> REQUIRED WORK: Report every line of the material below that contains the word "swimming". Copy each such line in full.

Excerpts from a location annotation dataset
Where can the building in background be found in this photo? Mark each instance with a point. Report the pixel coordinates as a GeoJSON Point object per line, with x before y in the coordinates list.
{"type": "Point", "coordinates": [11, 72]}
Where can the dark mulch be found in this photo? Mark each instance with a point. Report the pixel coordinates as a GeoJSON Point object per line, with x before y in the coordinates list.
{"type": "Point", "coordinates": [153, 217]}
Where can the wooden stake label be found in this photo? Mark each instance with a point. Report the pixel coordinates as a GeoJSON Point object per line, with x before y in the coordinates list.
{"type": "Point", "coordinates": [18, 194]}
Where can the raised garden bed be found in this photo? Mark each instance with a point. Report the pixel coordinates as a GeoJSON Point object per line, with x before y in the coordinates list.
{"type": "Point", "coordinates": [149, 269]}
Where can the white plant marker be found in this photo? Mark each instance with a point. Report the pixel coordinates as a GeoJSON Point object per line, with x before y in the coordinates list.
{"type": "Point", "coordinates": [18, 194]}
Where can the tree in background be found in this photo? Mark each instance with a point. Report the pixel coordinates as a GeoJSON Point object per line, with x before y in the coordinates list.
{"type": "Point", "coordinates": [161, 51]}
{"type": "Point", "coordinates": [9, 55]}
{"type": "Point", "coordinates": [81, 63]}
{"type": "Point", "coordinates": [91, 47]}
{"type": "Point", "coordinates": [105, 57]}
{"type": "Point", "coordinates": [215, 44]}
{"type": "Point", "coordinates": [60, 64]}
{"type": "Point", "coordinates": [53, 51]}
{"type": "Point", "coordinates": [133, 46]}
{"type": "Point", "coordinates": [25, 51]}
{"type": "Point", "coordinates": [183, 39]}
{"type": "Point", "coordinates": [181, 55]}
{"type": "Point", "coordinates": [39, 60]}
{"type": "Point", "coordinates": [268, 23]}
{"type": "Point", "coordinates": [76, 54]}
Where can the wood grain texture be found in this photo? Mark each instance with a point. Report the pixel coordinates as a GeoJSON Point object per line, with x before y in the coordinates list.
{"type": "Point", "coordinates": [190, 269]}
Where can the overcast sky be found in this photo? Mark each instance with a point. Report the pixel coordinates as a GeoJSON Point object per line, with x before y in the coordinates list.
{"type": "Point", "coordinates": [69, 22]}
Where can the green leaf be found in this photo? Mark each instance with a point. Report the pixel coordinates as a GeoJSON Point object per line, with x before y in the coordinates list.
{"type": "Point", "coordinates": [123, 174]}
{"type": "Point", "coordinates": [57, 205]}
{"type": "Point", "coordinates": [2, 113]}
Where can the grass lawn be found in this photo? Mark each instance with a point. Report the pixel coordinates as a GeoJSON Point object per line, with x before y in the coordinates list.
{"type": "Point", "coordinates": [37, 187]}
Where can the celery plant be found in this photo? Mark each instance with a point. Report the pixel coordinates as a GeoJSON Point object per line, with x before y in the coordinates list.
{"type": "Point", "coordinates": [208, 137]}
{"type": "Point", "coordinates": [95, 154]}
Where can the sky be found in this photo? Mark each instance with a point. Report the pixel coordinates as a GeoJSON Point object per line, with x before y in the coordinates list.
...
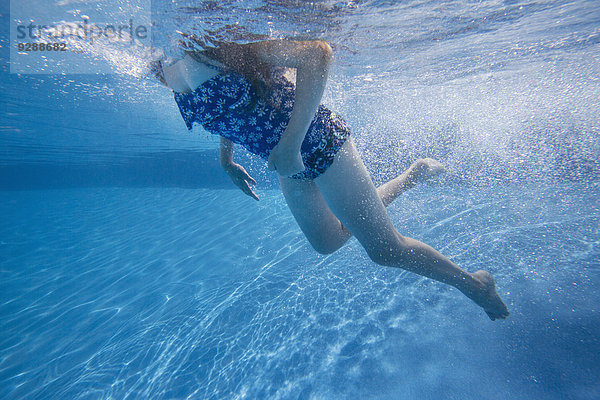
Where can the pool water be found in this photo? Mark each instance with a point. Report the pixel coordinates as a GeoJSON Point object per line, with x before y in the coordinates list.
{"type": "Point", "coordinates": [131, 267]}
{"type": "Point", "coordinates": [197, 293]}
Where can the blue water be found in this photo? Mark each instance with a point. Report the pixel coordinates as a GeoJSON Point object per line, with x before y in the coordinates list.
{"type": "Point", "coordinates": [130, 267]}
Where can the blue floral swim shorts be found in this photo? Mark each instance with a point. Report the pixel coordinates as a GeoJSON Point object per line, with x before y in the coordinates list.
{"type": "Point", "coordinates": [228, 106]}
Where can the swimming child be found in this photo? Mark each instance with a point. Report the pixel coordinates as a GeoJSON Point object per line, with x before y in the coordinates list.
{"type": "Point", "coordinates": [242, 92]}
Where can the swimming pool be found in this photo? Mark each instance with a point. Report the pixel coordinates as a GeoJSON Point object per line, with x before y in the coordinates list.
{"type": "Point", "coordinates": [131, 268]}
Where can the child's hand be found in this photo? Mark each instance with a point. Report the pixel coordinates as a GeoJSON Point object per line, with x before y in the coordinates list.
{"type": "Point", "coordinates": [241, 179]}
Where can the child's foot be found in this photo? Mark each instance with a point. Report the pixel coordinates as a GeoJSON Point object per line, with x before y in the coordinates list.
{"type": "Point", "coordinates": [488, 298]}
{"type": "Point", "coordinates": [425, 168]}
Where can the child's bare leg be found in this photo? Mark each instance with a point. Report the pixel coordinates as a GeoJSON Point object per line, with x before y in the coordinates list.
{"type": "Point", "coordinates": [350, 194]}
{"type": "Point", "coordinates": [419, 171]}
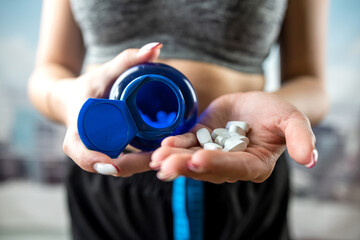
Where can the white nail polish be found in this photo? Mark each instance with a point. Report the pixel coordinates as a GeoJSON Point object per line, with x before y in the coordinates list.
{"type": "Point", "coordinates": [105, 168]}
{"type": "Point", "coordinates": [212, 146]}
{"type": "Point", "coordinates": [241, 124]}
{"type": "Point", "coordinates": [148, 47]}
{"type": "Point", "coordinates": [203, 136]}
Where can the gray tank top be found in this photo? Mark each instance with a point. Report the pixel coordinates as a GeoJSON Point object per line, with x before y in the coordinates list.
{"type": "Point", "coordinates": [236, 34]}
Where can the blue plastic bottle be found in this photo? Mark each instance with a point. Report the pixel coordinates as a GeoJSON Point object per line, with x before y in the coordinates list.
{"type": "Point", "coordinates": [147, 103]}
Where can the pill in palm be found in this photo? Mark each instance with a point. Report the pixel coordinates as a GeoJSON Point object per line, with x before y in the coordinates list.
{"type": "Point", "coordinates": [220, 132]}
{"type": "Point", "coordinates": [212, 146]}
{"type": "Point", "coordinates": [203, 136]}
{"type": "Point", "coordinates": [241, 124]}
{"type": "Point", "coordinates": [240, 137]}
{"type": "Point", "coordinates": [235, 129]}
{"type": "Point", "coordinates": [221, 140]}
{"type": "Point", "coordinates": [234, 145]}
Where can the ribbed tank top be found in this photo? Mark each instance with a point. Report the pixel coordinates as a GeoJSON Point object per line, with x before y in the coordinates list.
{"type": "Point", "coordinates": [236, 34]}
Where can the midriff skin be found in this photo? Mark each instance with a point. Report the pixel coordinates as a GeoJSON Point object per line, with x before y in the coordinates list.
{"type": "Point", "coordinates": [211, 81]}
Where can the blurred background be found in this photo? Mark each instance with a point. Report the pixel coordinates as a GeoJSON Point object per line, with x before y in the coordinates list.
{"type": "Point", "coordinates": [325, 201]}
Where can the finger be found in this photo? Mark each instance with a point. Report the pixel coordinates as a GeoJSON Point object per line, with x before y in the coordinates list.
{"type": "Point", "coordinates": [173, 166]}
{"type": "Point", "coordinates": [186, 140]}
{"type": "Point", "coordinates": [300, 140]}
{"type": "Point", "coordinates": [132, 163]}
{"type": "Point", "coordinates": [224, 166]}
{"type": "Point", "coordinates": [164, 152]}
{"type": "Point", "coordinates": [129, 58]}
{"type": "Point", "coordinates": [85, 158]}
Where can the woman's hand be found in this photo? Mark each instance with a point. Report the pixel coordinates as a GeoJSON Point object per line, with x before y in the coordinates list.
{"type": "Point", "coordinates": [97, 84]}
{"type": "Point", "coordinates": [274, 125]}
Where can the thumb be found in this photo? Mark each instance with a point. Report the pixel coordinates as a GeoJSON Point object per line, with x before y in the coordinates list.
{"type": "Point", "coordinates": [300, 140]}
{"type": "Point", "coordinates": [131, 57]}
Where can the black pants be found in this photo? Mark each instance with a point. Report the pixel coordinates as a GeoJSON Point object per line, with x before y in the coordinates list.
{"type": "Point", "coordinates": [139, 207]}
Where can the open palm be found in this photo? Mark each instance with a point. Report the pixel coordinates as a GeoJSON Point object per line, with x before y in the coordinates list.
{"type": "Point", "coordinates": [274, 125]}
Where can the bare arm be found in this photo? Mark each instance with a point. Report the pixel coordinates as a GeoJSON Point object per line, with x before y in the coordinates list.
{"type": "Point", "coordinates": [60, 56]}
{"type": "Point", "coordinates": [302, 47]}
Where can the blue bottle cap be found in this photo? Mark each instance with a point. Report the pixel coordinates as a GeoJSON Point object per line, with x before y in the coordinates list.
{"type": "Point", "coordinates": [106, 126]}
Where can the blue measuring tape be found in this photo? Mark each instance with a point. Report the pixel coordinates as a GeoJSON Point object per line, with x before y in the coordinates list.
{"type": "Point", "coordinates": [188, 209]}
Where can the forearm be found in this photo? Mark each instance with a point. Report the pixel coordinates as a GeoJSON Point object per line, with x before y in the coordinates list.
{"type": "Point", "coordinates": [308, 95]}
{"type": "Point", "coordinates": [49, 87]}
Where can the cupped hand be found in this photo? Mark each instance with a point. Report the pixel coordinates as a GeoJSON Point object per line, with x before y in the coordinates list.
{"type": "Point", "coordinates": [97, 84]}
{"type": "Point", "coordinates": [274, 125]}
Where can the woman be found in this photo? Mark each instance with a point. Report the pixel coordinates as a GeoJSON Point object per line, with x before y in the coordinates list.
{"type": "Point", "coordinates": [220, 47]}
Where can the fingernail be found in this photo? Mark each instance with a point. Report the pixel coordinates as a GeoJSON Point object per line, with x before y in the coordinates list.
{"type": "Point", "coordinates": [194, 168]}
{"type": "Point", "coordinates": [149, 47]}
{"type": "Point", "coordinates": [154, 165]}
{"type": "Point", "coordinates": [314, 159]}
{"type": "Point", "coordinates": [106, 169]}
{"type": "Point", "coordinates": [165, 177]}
==
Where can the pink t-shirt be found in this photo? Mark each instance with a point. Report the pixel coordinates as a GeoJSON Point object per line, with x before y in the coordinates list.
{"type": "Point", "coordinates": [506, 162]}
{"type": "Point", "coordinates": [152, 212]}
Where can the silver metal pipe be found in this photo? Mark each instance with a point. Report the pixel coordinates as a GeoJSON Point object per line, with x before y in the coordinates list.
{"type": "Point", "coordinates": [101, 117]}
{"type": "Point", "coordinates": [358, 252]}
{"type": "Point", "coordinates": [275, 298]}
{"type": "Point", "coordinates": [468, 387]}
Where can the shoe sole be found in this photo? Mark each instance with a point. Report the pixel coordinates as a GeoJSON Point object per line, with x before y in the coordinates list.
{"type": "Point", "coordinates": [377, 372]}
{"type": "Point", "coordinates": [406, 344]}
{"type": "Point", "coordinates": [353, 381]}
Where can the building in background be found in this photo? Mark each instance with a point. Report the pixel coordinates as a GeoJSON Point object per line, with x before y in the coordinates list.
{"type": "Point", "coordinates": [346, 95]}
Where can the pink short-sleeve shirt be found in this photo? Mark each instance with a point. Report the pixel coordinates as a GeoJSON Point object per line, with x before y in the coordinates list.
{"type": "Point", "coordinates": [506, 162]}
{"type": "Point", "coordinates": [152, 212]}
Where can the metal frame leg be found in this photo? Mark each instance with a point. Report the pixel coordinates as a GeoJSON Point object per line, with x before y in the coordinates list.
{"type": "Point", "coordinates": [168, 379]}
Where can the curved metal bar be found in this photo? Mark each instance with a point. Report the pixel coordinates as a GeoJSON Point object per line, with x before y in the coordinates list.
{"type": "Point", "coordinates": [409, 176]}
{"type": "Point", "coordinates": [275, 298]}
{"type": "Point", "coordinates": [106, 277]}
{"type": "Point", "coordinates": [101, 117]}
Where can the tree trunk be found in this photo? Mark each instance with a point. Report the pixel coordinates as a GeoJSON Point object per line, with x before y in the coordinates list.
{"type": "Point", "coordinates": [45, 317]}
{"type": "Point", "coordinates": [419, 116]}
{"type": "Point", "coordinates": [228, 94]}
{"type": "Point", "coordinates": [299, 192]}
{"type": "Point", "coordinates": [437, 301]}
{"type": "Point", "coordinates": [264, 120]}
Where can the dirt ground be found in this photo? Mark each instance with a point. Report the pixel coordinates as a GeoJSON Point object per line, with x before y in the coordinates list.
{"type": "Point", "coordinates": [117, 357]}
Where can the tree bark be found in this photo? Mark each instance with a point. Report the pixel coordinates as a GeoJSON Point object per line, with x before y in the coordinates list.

> RESPONSE TO THIS TASK:
Where can the swimming child be found in this photo? Mark each instance with a point. Report the pixel coordinates as a GeoJSON Point object per line, with x before y in the coordinates list.
Where can the swimming pool be found in this photo? Mark each instance with a point. Report the pixel coordinates as a GeoJSON Point object per line, with x before y in the coordinates list.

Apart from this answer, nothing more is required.